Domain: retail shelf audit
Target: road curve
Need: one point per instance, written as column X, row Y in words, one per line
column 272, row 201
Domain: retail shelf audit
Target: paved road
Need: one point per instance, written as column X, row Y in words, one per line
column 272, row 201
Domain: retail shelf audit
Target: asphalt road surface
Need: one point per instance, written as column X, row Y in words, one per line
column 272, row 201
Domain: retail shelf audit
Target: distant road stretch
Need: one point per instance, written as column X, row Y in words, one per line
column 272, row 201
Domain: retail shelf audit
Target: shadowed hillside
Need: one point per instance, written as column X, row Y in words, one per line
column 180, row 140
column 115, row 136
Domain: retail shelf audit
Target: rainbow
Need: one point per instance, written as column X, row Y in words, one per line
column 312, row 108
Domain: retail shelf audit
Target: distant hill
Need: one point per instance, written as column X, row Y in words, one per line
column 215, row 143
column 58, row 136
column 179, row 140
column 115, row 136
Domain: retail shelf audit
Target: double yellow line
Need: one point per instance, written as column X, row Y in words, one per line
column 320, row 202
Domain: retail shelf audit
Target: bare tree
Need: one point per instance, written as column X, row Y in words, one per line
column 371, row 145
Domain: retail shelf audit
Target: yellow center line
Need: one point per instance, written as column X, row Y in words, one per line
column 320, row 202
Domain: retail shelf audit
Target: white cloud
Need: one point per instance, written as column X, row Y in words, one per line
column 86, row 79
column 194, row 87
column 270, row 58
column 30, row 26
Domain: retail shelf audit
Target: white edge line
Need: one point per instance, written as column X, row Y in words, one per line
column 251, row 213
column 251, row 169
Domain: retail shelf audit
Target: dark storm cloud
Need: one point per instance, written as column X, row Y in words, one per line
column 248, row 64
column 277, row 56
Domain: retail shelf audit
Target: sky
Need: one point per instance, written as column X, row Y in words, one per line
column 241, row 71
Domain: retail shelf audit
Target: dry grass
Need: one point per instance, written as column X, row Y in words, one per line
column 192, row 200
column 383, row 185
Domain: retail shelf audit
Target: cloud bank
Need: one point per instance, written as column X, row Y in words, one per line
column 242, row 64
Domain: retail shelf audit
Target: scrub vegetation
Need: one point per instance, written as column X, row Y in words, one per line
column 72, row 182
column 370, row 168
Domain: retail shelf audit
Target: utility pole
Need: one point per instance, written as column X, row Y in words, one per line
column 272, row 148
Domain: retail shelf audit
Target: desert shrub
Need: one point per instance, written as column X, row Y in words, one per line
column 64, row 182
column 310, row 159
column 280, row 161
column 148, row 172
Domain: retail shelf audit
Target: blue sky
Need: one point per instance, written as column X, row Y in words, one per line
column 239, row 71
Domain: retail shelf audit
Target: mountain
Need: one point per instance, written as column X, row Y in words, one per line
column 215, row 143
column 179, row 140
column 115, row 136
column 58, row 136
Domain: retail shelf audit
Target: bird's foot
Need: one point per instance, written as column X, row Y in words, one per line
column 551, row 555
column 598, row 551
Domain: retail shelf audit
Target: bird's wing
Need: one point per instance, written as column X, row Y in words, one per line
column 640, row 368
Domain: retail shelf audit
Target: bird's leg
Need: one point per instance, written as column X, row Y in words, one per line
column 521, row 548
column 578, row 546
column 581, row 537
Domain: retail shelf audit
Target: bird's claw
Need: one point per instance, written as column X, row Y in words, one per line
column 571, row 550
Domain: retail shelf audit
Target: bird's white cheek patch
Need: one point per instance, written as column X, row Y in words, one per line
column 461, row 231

Stated problem. Lay out all of the records above as a two-column CSV with the columns record and answer, one row per record. Put each field in double quotes and replace line breaks with spaces.

Answer to this exercise.
record,answer
"Domain: retail shelf audit Target: road curve Need: one point per instance, written as column X, row Y in words, one per line","column 272, row 201"
"Domain: retail shelf audit Target: paved road Need: one point per instance, written as column X, row Y in words, one per line","column 272, row 201"
"Domain: retail shelf audit Target: asphalt road surface Need: one point per instance, written as column X, row Y in words, one per line","column 272, row 201"
"Domain: retail shelf audit Target: distant road stretch Need: one point per instance, written as column X, row Y in words, one per line","column 272, row 201"
"Domain: retail shelf audit Target: shadowed hillside Need: one point per instance, written as column X, row Y in words, one per line","column 180, row 140 column 115, row 136"
"Domain: retail shelf audit Target: rainbow Need: one point per instance, written as column X, row Y in words, one per line","column 312, row 108"
"Domain: retail shelf audit Target: distant hill Need: one point per instance, written as column X, row Y in words, one per line","column 215, row 143 column 58, row 136 column 179, row 140 column 115, row 136"
"Domain: retail shelf audit Target: double yellow line Need: one point per instance, written as column X, row Y in words, one per line","column 320, row 202"
"Domain: retail shelf audit Target: bare tree Need: one point per instance, written as column X, row Y in words, one per line","column 371, row 145"
"Domain: retail shelf audit Target: yellow center line Need: one point per instance, written as column X, row Y in words, one per line","column 320, row 202"
"Domain: retail shelf audit Target: white cloud Need: one point per instance, written as column X, row Y in words, one per line","column 86, row 79 column 194, row 87 column 270, row 58 column 30, row 26"
"Domain: retail shelf audit Target: white edge line Need: one point per instance, written as column X, row Y in words, one per line","column 251, row 213 column 251, row 169"
"Domain: retail shelf audit Target: dark storm cloud Need: one point per instance, written as column X, row Y in words, one per line","column 248, row 64 column 277, row 56"
"Domain: retail shelf audit Target: sky Need: one point per instance, written as column X, row Y in words, one per line","column 241, row 71"
"Domain: retail shelf audit Target: dry grass Need: one point per instance, written as column X, row Y in words, one per line","column 192, row 200 column 383, row 185"
"Domain: retail shelf audit Target: cloud bank Need: one point per instance, written as column X, row Y in words, one per line","column 242, row 64"
"Domain: retail shelf audit Target: scrub vegetation Need: one point per instance, written as column X, row Y in words, one per line","column 72, row 182 column 370, row 168"
"Domain: retail shelf audit Target: utility pole Need: one point per instance, written as column X, row Y in words, one per line","column 272, row 148"
"Domain: retail shelf audit Target: desert shrub Need: one point per instance, written as column X, row Y in words, one per line","column 64, row 182 column 310, row 159 column 280, row 161 column 148, row 172"
"Domain: retail shelf audit Target: blue sky Need: one point per instance, written as column X, row Y in words, one per line","column 239, row 71"
"Domain: retail shelf audit Target: mountain Need: one point per instance, written as column X, row Y in words, one per line","column 215, row 143 column 179, row 140 column 115, row 136 column 58, row 136"
"Domain: retail shelf audit Target: bird's foot Need: one point per instance, written as column X, row Y in words, one per line","column 551, row 555 column 598, row 551"
"Domain: retail shelf audit Target: bird's wing Need: one point per instance, written as column X, row Y in words, one per line","column 640, row 368"
"Domain: retail shelf audit Target: bird's leg Need: one point per instance, written as column X, row Y in words, one per line","column 521, row 548 column 578, row 546 column 581, row 537"
"Domain: retail shelf audit Target: bird's claw Need: one point per instance, written as column X, row Y in words, one per line","column 571, row 550"
"Domain: retail shelf audit Target: bird's white cheek patch Need: one point per instance, written as column X, row Y in words, one per line","column 461, row 231"